Supplied text
****************************************

This solo show is Salt Lake City artist Kyle Jorgensen's Seattle debut, featuring geometrically patterned drawings and paintings which resemble video game environments, graphic data charts, and surreal representations of nature and topography. Kyle’s palette is chromatic, candy colored, and glittery. He combines abstraction with familiar objects in familiar space, but the deliberate boundaries and borders of its location create new terrain. When not depicting graphic icebergs and forests, it suggests a breakdown and crossover of digital and visual information - corrupted files mixed with organic elements. His landscapes are fictitious realms in a time that might not be our own, but eerily close, as the memory of a dream.
In narrative works which take place outside of time, science fiction futures safely allow for humans to view themselves in rather vulnerable positions without suffering harm to their ego or person. It’s a genre which creates a window into what could be possible but doesn't currently exist, generating new multiverses around the one we know. Jorgensen recreates his new worlds to be corrupted, imperfect, layered, and trans-dimensional; building over the top of the one he knows.
For this reason, Kyle Jorgensen's aesthetic immediately resonates with video game and science fiction enthusiasts - thematically instilled with images of galaxies, smoke, icebergs, broken planes, and pixelated landscapes. This is a mirror universe to our own. This is where we are, but it’s also where we’re not.
In one particular painting, "Effigy For the Digital Age", there are echoes of a specific visual language about the fabrication of a video game world. We ordinarily take this visual language for granted as we play, but actively participate in games such as Minecraft, which glorifies a retroactively blocky universe (a shout out to ancient 8 bit color graphics). Minecraft is a self-constructed world with incredible versatility. The player’s actions have a direct impact as they build up or tear down the world around them. Each choice is a different outcome. Each choice potentially leads to reward, or destruction. But throughout, the knowledge remains that even in death, one can begin again.

****************************************

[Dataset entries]

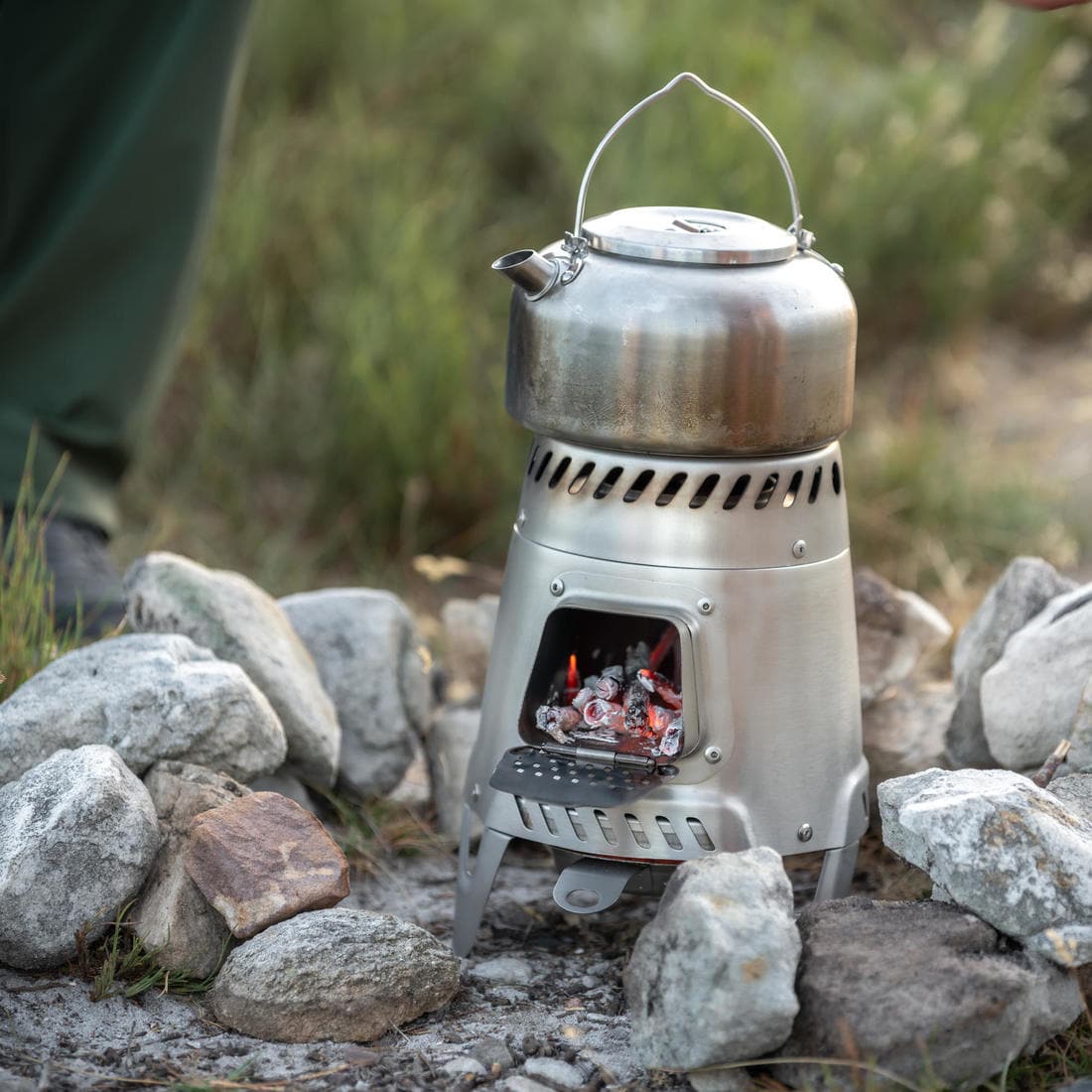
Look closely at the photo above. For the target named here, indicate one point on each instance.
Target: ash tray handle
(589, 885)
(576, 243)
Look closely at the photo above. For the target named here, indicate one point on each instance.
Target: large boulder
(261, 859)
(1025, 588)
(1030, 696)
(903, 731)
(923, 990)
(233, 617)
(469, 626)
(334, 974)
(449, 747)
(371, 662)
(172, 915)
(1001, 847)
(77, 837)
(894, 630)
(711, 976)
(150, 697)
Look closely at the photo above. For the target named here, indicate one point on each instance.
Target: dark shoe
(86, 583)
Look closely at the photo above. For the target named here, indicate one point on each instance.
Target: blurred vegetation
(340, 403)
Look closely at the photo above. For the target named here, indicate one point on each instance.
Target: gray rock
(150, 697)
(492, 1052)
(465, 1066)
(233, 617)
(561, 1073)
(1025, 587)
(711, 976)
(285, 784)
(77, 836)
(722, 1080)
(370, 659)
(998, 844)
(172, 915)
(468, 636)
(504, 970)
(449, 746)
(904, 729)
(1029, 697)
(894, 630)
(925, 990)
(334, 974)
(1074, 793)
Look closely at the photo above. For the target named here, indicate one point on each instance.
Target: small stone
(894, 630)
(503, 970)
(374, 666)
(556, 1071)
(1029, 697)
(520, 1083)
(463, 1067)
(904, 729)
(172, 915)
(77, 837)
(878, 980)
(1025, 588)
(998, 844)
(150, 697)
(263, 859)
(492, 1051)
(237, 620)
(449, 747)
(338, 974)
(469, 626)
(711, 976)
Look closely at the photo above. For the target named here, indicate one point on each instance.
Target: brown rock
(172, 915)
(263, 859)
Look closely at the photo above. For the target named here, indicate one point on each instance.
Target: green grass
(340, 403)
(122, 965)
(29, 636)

****************************************

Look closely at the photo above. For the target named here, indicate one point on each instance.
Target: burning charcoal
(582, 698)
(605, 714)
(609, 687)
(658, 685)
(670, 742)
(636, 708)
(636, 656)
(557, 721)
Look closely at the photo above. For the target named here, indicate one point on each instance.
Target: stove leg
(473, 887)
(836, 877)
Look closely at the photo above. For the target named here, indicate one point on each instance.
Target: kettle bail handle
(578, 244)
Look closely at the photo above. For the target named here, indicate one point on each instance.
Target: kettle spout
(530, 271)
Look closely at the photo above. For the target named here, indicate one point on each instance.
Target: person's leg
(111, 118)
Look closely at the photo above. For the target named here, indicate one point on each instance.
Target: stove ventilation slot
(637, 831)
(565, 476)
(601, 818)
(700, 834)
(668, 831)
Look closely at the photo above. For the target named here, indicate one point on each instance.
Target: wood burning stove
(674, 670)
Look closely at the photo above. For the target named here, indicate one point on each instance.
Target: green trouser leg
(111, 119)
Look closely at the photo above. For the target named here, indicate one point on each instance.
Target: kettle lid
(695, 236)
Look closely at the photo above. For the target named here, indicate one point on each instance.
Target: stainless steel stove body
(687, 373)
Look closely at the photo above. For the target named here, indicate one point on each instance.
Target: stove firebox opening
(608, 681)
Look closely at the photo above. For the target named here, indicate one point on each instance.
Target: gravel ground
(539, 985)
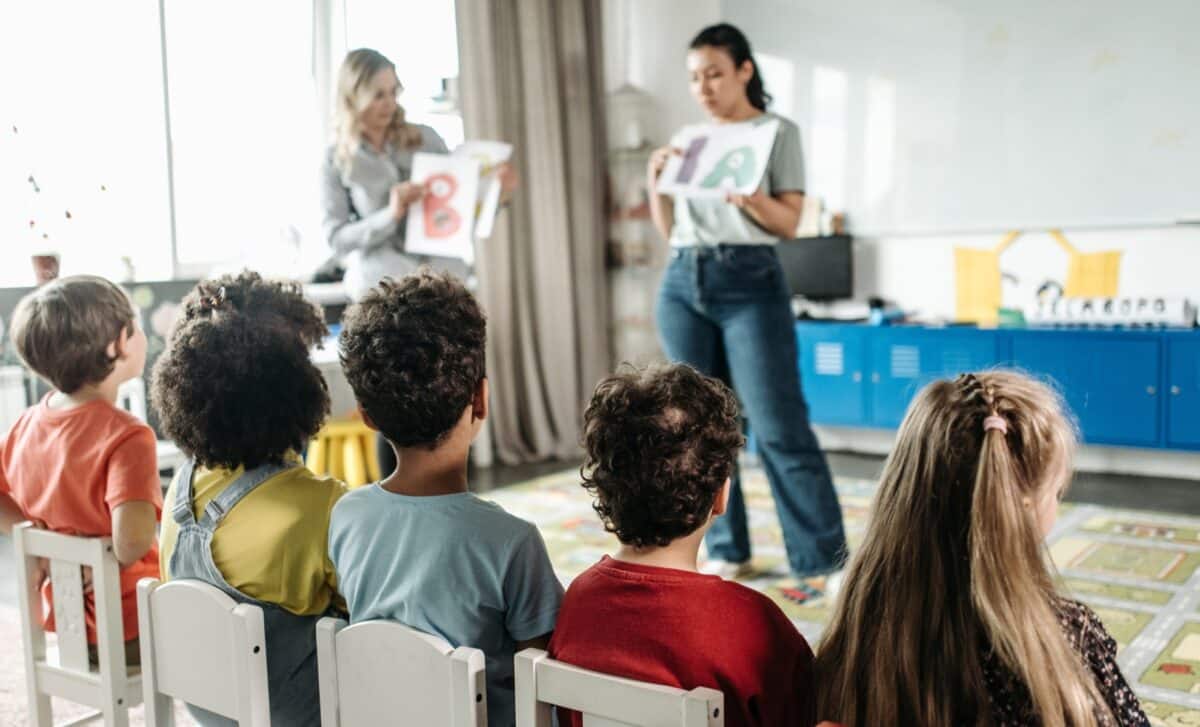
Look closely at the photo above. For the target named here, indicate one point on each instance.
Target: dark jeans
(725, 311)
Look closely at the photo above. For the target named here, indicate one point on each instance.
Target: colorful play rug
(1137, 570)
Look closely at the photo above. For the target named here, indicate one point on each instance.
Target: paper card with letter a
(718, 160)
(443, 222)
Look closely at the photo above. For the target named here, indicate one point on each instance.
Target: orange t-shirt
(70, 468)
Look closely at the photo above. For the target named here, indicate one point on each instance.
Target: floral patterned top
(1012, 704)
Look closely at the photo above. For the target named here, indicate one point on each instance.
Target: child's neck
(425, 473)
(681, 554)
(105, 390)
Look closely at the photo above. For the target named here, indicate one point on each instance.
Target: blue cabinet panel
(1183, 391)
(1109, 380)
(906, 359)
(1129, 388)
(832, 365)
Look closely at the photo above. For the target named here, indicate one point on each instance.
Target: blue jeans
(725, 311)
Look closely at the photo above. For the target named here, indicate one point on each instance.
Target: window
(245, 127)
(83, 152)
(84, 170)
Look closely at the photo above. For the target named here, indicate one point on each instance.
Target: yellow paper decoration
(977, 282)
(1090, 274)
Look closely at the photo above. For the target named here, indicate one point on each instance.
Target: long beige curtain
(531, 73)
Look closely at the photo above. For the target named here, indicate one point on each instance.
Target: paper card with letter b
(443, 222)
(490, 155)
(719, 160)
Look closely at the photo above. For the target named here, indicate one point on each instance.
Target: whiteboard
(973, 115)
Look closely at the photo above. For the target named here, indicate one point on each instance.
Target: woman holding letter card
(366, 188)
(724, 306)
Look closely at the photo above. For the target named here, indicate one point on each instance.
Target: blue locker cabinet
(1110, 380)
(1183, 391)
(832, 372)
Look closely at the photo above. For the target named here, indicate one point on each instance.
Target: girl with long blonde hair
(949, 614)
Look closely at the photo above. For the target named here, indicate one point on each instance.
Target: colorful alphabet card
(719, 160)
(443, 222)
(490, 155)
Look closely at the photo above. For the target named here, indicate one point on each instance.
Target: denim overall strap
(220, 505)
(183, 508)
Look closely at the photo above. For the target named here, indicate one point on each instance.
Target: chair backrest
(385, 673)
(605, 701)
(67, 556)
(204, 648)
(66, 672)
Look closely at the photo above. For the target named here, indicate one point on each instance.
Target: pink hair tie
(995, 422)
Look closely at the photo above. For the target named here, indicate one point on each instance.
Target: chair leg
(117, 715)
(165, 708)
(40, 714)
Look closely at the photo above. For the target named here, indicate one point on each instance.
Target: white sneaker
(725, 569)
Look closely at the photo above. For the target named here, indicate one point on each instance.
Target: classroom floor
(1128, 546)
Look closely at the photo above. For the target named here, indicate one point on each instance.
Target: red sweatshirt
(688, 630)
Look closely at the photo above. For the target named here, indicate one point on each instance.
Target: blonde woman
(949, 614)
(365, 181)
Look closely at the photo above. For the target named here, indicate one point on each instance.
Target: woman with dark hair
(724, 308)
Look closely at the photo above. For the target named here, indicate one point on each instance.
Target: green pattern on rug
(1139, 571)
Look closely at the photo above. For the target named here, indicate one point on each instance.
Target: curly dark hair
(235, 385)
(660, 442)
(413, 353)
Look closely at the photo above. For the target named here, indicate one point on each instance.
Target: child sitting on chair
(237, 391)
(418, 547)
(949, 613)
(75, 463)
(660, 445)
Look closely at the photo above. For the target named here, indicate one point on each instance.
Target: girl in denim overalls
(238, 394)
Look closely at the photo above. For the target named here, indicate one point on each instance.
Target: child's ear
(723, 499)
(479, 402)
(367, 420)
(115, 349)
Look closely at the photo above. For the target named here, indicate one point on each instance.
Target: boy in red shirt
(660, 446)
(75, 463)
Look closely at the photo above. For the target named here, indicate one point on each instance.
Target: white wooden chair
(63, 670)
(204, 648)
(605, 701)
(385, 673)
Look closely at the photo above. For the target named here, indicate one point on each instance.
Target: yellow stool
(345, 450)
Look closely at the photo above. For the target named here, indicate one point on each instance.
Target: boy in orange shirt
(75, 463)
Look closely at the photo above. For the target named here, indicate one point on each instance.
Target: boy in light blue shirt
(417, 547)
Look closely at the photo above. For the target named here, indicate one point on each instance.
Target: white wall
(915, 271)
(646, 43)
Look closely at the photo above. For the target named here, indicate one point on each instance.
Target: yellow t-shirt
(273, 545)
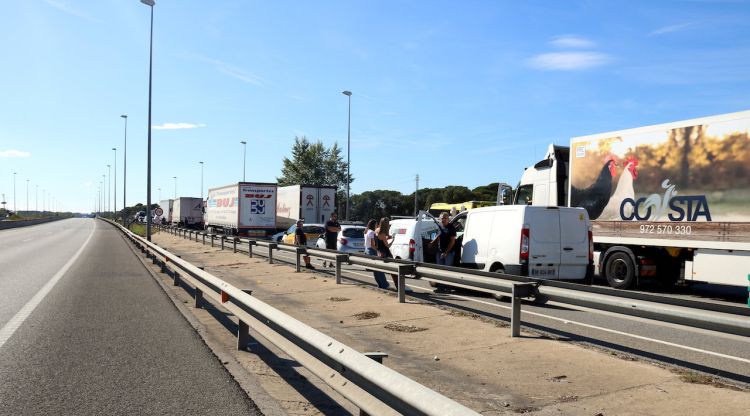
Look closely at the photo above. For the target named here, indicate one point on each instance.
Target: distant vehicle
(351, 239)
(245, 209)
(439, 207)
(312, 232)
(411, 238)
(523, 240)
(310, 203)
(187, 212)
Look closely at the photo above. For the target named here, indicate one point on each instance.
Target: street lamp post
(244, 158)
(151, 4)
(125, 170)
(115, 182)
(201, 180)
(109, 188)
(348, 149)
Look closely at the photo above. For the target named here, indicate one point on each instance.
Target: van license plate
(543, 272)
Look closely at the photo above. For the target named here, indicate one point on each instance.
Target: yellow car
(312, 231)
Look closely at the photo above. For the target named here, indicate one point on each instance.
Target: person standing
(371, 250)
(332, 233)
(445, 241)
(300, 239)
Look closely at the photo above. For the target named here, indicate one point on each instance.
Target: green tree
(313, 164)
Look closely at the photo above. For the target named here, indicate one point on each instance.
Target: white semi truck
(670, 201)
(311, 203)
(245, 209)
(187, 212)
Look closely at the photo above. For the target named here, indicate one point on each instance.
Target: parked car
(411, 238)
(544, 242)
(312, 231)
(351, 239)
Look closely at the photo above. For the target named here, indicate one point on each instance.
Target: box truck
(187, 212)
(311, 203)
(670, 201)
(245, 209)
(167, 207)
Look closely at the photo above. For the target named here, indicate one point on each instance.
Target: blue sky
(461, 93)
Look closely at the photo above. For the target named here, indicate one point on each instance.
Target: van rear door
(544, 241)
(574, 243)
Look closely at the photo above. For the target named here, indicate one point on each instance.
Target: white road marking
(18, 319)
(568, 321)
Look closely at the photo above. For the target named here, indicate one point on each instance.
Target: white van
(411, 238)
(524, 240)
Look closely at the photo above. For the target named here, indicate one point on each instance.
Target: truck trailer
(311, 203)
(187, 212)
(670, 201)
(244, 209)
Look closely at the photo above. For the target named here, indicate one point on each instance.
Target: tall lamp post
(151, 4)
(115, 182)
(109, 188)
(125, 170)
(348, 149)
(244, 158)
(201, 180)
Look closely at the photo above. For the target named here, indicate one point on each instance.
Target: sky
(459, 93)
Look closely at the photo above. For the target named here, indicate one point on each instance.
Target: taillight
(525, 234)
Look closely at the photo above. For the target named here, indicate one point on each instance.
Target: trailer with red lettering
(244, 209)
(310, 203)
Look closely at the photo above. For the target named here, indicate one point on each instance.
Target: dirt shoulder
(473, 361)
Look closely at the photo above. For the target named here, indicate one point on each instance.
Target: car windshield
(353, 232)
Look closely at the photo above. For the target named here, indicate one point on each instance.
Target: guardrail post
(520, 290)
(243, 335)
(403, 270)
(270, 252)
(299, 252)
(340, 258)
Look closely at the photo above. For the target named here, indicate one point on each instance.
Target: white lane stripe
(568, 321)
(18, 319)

****************************************

Exercise requirements
Carry on the essay about Kyle Jorgensen's Seattle show, starting after its final sentence.

Exercise answer
Effigy is directly related to this implication, striking a chord with our desire to burn down, restart, respawn in an entropic world. What's done can't be undone - unless you're in a video game. In that case you can die, abort, pause, and resume over and over until you get it right. In this way, our new worlds become revisions and reinventions of old ones. The difference is, in life if you make a mistake you suffer the consequences without reversal. In video games, you can redeem yourself.
Though we’re not in a video game, we each construct our lives to some extent. Social media allows us to precisely select what our world looks like to others, despite the actual game play. We build, delete, rearrange, block, rebuild; repeat. These pixels have been moved over here. Those pixels over there. Other pixels are halved or removed entirely. In the days of film prints, we might have torn or burned unwanted reminders of a past we didn't want in order to remove it. But this kind of therapy currently has no digital equivalent. Not quite.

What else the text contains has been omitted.